En plus d'être propriétaire de Twitter, Elon Musk est également à la tête d'une entreprise qui développe des interfaces neuronales destinées à être implantées dans le cerveau. Une double casquette qui comporte d'importants risques, avertit un éthicien des technologies basé en Suisse.

Elon Musk, le magnat américain à la tête de nombreuses entreprises innovantes, parmi lesquelles Tesla et SpaceX, n’en finit pas de faire des vagues. L’acquisition de Twitter, finalisée fin octobre, ajoute une nouvelle pièce au puzzle numérique de cet entrepreneur hors normes.

Personnage visionnaire et controversé, Elon Musk fait autant sourire qu’il inquiète. Outre son ambition d’électrifier le monde et de coloniser Mars, il pense pouvoir un jour connecter le cerveau humain à l’intelligence artificielle. À cette fin, il a fondé en 2016 la société Neuralink, qui produit des interfaces neuronales destinées à être implantées dans le cerveau.

**Travail à réaliser:**
[a] Dressez la liste de toutes les entreprises nommées dans le texte fourni.
[b] Indiquez si chacun des énoncés suivants concorde avec le texte fourni, en répondant par oui ou par non et en citant textuellement les mots décisifs : (i) la société Neuralink a été fondée en 2016 ; (ii) l'acquisition de Twitter a été finalisée début octobre ; (iii) l'éthicien des technologies mentionné est basé aux États-Unis.

**Données fournies:**
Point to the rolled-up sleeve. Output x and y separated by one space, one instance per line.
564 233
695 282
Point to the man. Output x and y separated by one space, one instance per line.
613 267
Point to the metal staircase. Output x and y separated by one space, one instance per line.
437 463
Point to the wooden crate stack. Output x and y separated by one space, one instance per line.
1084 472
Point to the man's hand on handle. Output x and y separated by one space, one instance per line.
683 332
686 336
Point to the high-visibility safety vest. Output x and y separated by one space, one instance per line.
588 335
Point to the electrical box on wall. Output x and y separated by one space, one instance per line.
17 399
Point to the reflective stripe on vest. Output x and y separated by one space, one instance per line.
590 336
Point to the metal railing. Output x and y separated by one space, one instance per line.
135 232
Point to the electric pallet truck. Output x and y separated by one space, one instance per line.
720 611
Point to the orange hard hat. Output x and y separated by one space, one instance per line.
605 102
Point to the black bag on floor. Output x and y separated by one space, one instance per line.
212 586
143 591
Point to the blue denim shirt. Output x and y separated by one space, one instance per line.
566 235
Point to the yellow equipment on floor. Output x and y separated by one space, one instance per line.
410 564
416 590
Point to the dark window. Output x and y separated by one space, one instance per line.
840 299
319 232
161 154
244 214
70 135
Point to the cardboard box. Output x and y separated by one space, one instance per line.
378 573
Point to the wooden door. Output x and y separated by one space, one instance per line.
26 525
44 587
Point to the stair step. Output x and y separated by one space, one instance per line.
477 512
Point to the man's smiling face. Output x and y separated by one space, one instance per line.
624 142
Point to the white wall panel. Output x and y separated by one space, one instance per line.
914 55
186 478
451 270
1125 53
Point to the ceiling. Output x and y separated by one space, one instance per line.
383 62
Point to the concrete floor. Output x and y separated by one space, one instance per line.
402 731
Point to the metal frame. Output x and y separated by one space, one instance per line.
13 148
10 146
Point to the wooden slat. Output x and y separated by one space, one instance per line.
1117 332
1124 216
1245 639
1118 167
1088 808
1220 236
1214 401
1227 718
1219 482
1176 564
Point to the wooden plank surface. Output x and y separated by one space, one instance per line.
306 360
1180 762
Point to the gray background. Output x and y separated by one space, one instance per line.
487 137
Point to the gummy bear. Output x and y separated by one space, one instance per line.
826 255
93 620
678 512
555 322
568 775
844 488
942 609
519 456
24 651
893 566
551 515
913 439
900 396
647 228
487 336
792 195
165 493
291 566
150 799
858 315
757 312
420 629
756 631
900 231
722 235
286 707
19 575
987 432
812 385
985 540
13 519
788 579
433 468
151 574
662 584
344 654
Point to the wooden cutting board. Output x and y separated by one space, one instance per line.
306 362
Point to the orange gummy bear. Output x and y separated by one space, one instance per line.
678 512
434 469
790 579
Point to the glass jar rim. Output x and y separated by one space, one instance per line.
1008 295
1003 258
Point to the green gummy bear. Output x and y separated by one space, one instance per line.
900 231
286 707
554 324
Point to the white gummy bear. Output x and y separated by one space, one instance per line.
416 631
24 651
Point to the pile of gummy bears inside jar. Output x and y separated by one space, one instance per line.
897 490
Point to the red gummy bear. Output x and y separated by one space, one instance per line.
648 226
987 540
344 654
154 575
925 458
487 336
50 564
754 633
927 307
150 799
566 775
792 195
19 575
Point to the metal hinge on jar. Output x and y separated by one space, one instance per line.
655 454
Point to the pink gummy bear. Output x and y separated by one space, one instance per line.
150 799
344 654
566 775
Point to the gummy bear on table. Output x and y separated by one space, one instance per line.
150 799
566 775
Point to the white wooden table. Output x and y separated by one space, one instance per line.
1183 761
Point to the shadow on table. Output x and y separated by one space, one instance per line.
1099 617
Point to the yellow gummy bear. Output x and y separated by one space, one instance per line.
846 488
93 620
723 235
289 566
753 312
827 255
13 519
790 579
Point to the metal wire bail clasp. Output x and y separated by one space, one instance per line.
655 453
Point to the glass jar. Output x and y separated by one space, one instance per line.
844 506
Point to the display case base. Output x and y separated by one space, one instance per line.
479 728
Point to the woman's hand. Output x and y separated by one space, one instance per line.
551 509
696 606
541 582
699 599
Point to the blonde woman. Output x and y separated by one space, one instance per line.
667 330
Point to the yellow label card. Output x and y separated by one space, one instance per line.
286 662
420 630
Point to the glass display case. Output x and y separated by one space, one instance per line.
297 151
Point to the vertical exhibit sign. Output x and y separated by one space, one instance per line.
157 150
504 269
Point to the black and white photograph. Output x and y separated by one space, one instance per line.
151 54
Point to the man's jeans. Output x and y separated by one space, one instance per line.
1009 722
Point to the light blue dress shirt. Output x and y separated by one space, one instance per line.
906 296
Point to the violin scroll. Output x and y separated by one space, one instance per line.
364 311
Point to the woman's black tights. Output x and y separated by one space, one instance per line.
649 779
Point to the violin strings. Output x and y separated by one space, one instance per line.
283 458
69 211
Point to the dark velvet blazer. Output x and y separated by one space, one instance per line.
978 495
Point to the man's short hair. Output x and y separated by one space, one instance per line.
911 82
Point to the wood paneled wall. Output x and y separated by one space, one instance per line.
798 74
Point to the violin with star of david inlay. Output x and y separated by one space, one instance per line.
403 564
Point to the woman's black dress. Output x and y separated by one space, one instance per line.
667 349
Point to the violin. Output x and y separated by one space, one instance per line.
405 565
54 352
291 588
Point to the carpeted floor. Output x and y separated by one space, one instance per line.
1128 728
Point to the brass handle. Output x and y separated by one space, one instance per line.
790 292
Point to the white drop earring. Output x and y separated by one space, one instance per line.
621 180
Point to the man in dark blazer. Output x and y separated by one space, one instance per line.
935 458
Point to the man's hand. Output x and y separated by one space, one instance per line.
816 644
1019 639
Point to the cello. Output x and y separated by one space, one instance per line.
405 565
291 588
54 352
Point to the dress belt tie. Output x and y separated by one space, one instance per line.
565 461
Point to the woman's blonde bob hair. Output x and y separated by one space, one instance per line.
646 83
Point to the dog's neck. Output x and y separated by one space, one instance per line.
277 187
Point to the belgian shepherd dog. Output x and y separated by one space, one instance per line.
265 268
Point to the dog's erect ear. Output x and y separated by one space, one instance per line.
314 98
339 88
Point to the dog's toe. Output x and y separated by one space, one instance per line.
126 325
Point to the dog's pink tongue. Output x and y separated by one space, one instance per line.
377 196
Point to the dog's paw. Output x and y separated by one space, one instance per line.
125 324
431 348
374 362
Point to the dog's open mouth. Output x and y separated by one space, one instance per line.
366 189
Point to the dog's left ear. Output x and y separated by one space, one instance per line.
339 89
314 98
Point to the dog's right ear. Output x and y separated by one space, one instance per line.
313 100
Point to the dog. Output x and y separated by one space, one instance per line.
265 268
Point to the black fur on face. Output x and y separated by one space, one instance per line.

**Réponses aux consignes:**
[a] Twitter, Tesla, SpaceX, Neuralink

[b]
(i) Oui : « il a fondé en 2016 la société Neuralink »
(ii) Non : « L’acquisition de Twitter, finalisée fin octobre »
(iii) Non : « un éthicien des technologies basé en Suisse »